> _ARTICOLO_:
Obama: riforma, poi limiti all’aborto – Mondo – ANSA.it.

di Alessandra Baldini

NEW YORK – Grazie a un compromesso sull’ aborto il sogno della riforma della sanità arriva in porto: dopo mesi di dibattito e polemiche, marce in avanti e battute di arresto, la Camera dei Rappresentanti Usa è arrivata oggi a votare una legge storica, sfuggita per oltre un secolo ai predecessori di Barack Obama, grazie al “sì” di un manipolo di deputati anti-abortisti che hanno strappato alla Casa Bianca un decreto in cui si ribadisce il bando all’uso di fondi pubblici per l’interruzione volontaria di gravidanza. La svolta è arrivata alle 16:00 di Washington, le 21:00 in Italia, dopo un paio d’ore di scontri verbali in aula e contestazioni fuori da Capitol Hill.

Un comunicato del direttore delle comunicazioni della Casa Bianca, Dan Pfeiffer, ha preceduto di pochi istanti l’annuncio di Bart Stupak, il deputato cattolico leader degli anti-abortisti della Camera, che si era spostato con i suoi alleati sul fronte del sì. L’accordo ha permesso di confermare l’ottimismo della Speaker della Camera, Nancy Pelosi, la madrina della legge quando tutto per Obama sembrava perduto. La Pelosi oggi è entrata in aula con in mano il “martello” usato nel 1965 dal collega Charles Dingell per sancire l’approvazione di Medicare, la mutua degli anziani, pronta a usarla al momento del voto. “Il presidente Roosevelt ha varato la Social Security; Lyndon Johnson, Medicare. Oggi Obama farà approvare la riforma della sanità”, le ha fatto eco il capogruppo John Larson, sicuro di avere in tasca i 216 sì necessari per dare l’assicurazione a 32 milioni di americani che attualmente non l’hanno. Ma è un sì ad alto rischio, e che potrebbe costare il posto a molti democratici nelle elezioni di metà mandato di novembre.

> _SEZIONE DATI_:
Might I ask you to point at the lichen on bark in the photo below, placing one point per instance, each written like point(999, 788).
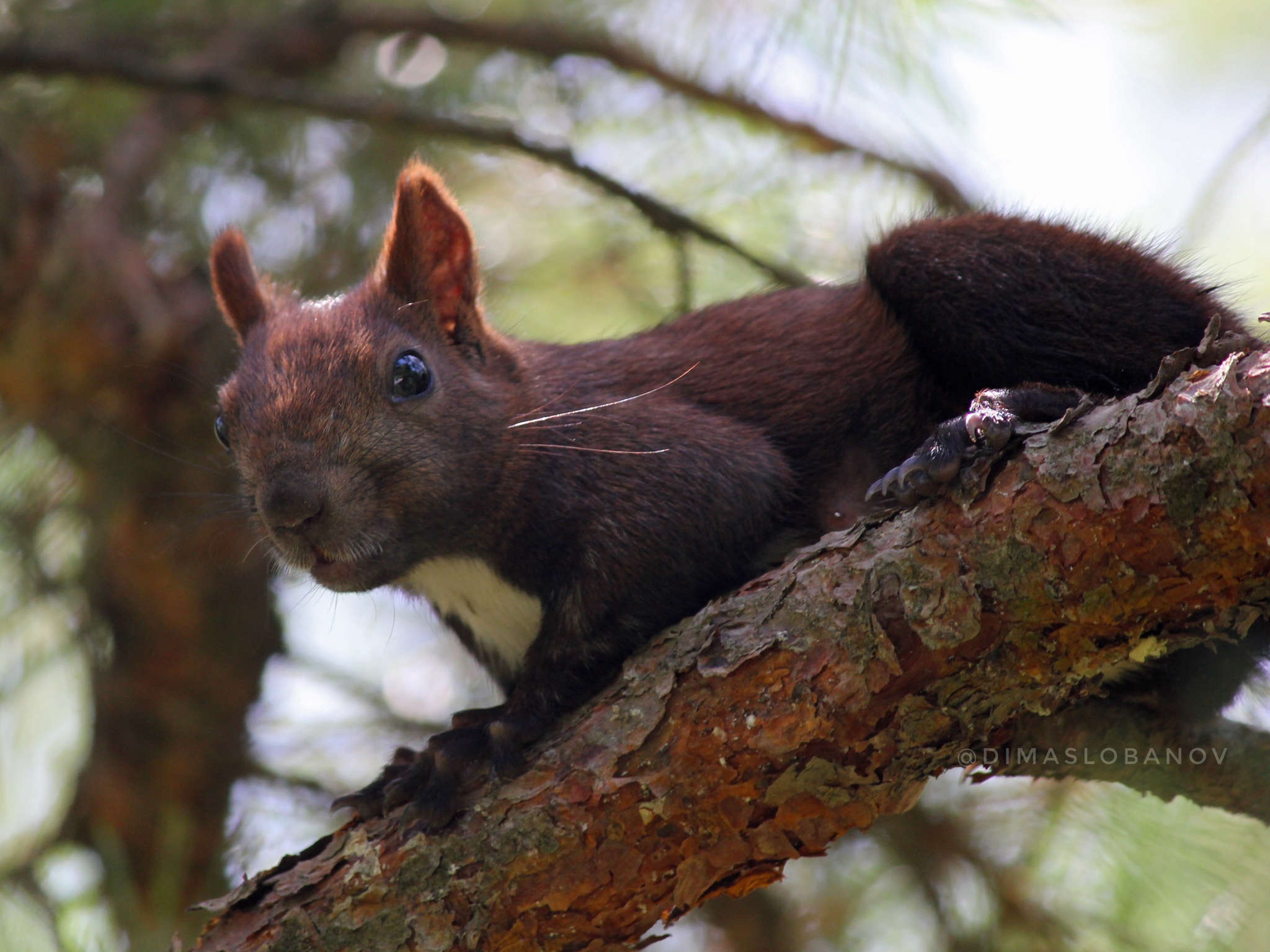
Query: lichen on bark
point(824, 694)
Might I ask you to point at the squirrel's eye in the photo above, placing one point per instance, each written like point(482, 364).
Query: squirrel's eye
point(411, 376)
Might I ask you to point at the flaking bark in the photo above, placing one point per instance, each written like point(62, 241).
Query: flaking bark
point(822, 695)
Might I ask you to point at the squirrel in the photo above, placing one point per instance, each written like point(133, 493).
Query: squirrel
point(561, 505)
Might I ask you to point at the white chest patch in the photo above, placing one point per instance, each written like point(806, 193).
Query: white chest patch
point(504, 619)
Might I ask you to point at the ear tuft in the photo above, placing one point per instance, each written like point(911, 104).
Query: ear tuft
point(429, 249)
point(236, 286)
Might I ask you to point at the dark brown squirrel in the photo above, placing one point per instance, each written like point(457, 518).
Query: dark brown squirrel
point(559, 505)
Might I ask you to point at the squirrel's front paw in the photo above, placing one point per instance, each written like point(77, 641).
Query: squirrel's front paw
point(368, 801)
point(429, 783)
point(940, 459)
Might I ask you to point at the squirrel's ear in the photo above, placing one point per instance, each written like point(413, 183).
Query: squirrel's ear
point(238, 289)
point(429, 249)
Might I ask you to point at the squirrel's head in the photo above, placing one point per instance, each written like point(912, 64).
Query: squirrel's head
point(370, 428)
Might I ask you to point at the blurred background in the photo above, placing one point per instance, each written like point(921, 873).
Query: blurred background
point(174, 716)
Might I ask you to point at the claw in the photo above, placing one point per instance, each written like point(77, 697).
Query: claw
point(988, 430)
point(362, 804)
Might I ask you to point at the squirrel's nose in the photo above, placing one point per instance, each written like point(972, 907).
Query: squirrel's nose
point(293, 501)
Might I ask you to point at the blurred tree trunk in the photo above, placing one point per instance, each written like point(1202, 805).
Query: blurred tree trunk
point(118, 367)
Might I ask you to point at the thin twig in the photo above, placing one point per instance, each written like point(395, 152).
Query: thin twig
point(1202, 211)
point(48, 60)
point(553, 42)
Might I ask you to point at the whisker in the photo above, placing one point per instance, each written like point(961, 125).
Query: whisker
point(601, 407)
point(155, 450)
point(544, 407)
point(252, 549)
point(593, 450)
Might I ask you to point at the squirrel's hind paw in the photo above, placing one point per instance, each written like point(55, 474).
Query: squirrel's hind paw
point(940, 459)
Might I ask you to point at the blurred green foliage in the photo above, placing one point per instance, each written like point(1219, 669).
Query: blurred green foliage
point(1034, 866)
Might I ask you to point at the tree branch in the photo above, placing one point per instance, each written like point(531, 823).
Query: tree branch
point(553, 42)
point(18, 56)
point(824, 694)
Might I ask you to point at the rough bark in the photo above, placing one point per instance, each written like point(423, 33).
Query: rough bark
point(821, 696)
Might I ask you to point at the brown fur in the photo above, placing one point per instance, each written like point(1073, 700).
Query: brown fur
point(621, 519)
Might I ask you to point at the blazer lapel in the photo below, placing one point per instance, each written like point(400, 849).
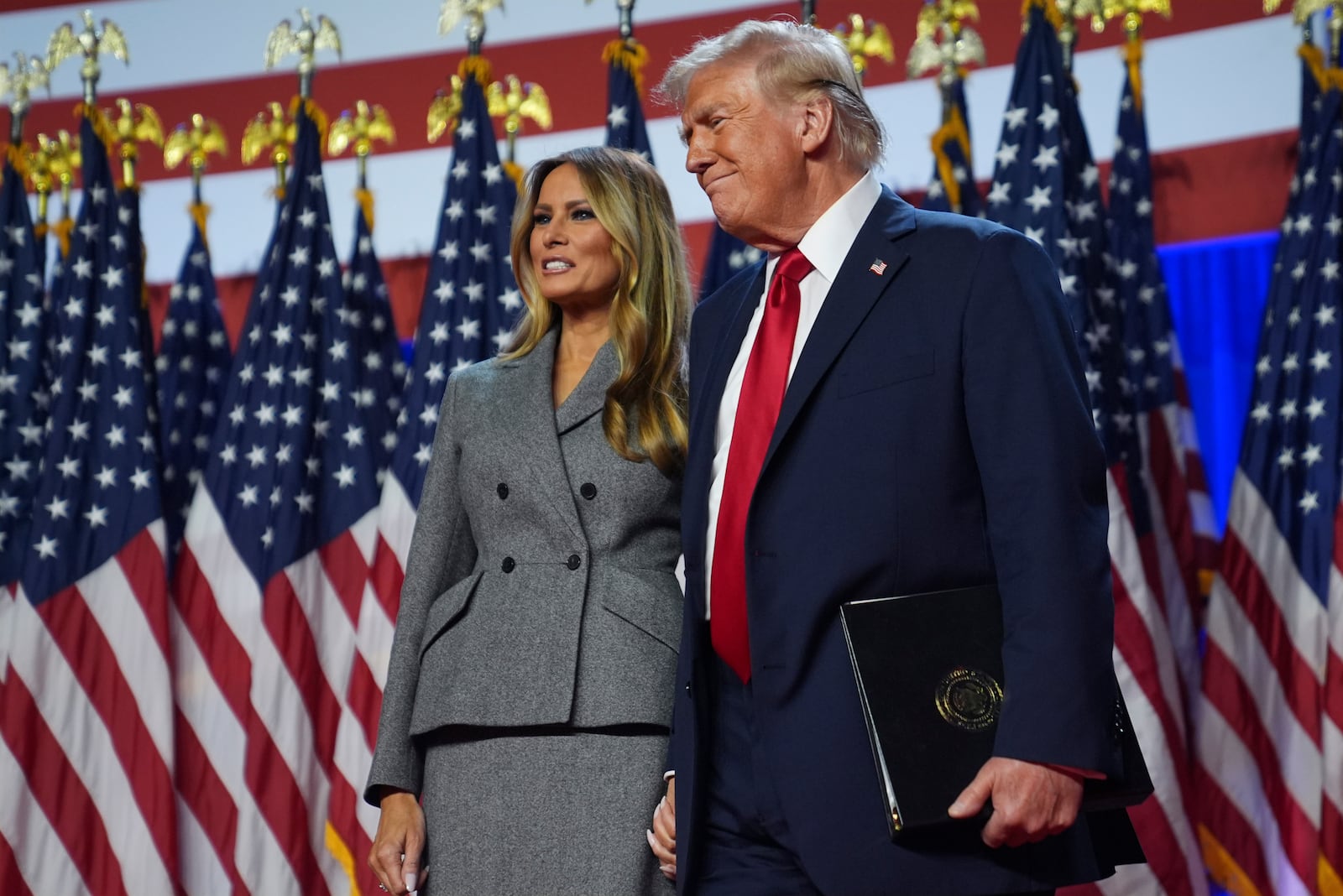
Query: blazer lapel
point(708, 396)
point(588, 398)
point(530, 425)
point(872, 264)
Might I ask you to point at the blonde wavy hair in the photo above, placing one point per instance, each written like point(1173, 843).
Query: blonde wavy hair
point(645, 414)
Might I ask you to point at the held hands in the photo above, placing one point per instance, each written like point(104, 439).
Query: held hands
point(662, 835)
point(1031, 801)
point(400, 842)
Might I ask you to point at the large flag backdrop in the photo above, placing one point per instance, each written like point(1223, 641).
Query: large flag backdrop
point(1221, 138)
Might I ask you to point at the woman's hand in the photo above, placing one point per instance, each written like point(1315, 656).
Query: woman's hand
point(662, 835)
point(400, 842)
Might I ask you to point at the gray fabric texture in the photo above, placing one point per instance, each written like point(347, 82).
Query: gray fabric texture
point(541, 591)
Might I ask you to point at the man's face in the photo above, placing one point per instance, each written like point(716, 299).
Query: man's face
point(745, 152)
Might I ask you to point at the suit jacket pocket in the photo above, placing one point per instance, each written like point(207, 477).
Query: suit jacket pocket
point(857, 378)
point(447, 608)
point(646, 598)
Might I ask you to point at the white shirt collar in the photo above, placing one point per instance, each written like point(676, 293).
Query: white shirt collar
point(828, 243)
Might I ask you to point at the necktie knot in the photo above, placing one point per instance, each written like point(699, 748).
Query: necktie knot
point(792, 264)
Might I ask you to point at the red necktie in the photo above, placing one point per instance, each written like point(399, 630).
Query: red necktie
point(758, 411)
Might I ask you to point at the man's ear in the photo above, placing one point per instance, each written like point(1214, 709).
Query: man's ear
point(817, 123)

> _AZIONE RICHIESTA_: Elenca tutti i valori espressi in cifre nell'articolo sulla riforma sanitaria di Obama. Per ciascuno indica a che cosa si riferisce. I dati costituiscono materiale a sé, separato dall'articolo.

> _RISPOSTA_:
- 16:00: l'ora di Washington in cui è arrivata la svolta.
- 21:00: la stessa ora espressa in Italia.
- 1965: l'anno in cui Charles Dingell usò il "martello" per sancire l'approvazione di Medicare.
- 216: i sì necessari per approvare la legge.
- 32 milioni: gli americani che attualmente non hanno l'assicurazione.